Andrew: Jarratt’s book is remarkable for its depth and breadth of engagement with ancient and classical texts, and her understanding of the historical, cultural, and political contexts of imperial Rome is equally impressive. Broadly, in the book, Jarratt examines the ways that colonized Greek rhetors “spoke to empire,” and the ways in which they worked to sustain a democratic imaginary despite their reality of being situated within an imperial context.

El: Before diving into our summary of Chain of Gold, it’s helpful to situate it within contemporary scholarship. Professor Kathleen Lamp provides an excellent introduction to the field, and, as a quick prefatory note, when you hear the term, “second sophistic” it is often used to describe the shift from the practice of discursive rhetoric, a style of address which speaks in a direct and explicit manner to a court or a sovereign power, also known as “speaking truth to power,” to the teaching of rhetorical exercises gutted of their political potency. The second sophists are traditionally located in the 1st through 3rd centuries. However, here, Jarratt offers a revisionist reading of these sophists marked by subversive, figured discourse practiced into the 4th century under the Roman empire.

Lamp: To me, Chain of Gold is entering a conversation about the second sophistic and making a major intervention in the field of rhetorical studies. She's basically saying that the work of the Sophists during the second sophistic has been dismissed, that it's seen as nostalgic, or ornamental, and that we have, as a field, generally taken these texts at face value, and that we haven't read them as a second a significant form of critique or resistance. And she's arguing that we should do so. So she's in dialogue with many scholars who have talked about the second sophistic. And she's entering into kind of this group of revisionist narratives. So I think about Walker as one of the kind of revisionists, I think about Pernot, who is doing some of that work. I think she's really entering into, she's really responding to Kennedy in a lot of ways, right? And his claim that this period is marked by a literalization of rhetoric, and, for Kennedy, that signals a kind of decline? So we get this idea that this kind of false narrative in the field is this decline narrative.

Andrew: Right, so what Dr. Lamp seems to be saying here is that Jarratt argues that the second sophists shouldn’t be dismissed as quickly as they have been in the “decline narrative” of classical rhetoric, a paradigm advanced by George Kennedy. Jarratt in this way enters into conversation with revisionist classical rhetoric scholars like Jeffrey Walker of the University of Texas at Austin and Laurent Pernot of the University of Strasbourg.

Kevin: As someone rather new to the discipline, I found the way Jarratt responds to this decline and decadence thesis one of the more compelling aspects of the book. And her work of revisiting the second sophists and allowing them to speak on their own terms is, I think, a really important project and contribution.

= = = = = = =

▶ _Given task A_: Filter the entries below down to every line that contains the string "behind", and copy those lines. Case counts.

= = = = = = =

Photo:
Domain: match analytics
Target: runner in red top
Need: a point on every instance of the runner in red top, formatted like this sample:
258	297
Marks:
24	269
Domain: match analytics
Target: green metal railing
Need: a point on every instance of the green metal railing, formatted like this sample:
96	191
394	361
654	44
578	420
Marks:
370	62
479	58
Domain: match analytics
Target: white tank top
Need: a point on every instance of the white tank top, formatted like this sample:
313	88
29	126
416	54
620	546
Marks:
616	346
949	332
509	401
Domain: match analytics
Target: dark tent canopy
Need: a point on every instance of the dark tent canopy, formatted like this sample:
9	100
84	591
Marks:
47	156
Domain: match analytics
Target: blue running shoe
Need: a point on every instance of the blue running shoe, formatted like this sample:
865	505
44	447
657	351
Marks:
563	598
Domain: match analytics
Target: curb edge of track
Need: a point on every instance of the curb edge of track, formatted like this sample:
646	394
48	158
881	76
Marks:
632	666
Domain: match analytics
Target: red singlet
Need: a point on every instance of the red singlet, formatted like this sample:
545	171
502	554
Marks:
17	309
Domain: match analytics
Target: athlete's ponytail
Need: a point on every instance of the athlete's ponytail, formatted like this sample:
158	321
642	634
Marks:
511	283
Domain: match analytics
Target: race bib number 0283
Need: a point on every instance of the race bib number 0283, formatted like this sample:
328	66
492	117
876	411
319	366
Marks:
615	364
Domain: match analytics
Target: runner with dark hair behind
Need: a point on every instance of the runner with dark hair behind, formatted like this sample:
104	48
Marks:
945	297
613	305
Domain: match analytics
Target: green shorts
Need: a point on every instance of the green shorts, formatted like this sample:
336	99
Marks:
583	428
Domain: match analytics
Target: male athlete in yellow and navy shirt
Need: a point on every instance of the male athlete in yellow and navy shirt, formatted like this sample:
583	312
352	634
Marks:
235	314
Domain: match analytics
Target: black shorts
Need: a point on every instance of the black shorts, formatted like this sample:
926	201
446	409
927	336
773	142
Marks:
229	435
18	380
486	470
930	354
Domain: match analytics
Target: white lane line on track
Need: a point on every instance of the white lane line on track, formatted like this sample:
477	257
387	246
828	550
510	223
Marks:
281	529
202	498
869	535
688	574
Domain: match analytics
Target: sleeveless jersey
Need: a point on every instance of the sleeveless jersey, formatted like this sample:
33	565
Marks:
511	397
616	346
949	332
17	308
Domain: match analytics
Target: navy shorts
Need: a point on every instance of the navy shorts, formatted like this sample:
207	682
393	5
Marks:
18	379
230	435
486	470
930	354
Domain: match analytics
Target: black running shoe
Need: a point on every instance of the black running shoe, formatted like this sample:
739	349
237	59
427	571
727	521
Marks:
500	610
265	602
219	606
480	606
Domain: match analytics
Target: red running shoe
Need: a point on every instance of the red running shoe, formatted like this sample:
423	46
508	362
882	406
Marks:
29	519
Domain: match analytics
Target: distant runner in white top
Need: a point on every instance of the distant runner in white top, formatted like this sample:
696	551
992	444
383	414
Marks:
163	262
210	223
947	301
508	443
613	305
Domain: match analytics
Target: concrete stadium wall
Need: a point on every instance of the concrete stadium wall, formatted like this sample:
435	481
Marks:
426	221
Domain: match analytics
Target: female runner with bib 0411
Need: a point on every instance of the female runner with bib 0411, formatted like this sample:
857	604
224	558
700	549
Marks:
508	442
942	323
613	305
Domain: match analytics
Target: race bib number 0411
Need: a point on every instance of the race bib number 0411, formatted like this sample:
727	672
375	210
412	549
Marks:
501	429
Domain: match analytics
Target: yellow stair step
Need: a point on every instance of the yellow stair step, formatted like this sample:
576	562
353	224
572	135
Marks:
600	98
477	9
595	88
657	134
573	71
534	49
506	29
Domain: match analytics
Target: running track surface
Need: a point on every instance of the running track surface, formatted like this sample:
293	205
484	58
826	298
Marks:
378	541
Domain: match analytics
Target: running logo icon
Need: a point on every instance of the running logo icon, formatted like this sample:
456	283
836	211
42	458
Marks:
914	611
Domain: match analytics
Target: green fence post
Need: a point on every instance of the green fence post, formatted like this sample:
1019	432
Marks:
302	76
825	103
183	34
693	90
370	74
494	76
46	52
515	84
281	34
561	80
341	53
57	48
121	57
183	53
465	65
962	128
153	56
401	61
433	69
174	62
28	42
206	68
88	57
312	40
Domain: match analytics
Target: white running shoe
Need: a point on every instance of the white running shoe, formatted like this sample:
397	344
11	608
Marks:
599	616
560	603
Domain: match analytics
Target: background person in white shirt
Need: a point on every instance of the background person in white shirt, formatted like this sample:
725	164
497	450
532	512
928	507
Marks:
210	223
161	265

= = = = = = =

▶ _Given task B_: According to the book discussion, in which centuries are the second sophists traditionally located?

▶ _Full solution A_:
Target: runner with dark hair behind
Need: a point on every instance of the runner with dark hair behind, formatted like this sample:

▶ _Full solution B_: The 1st through 3rd centuries.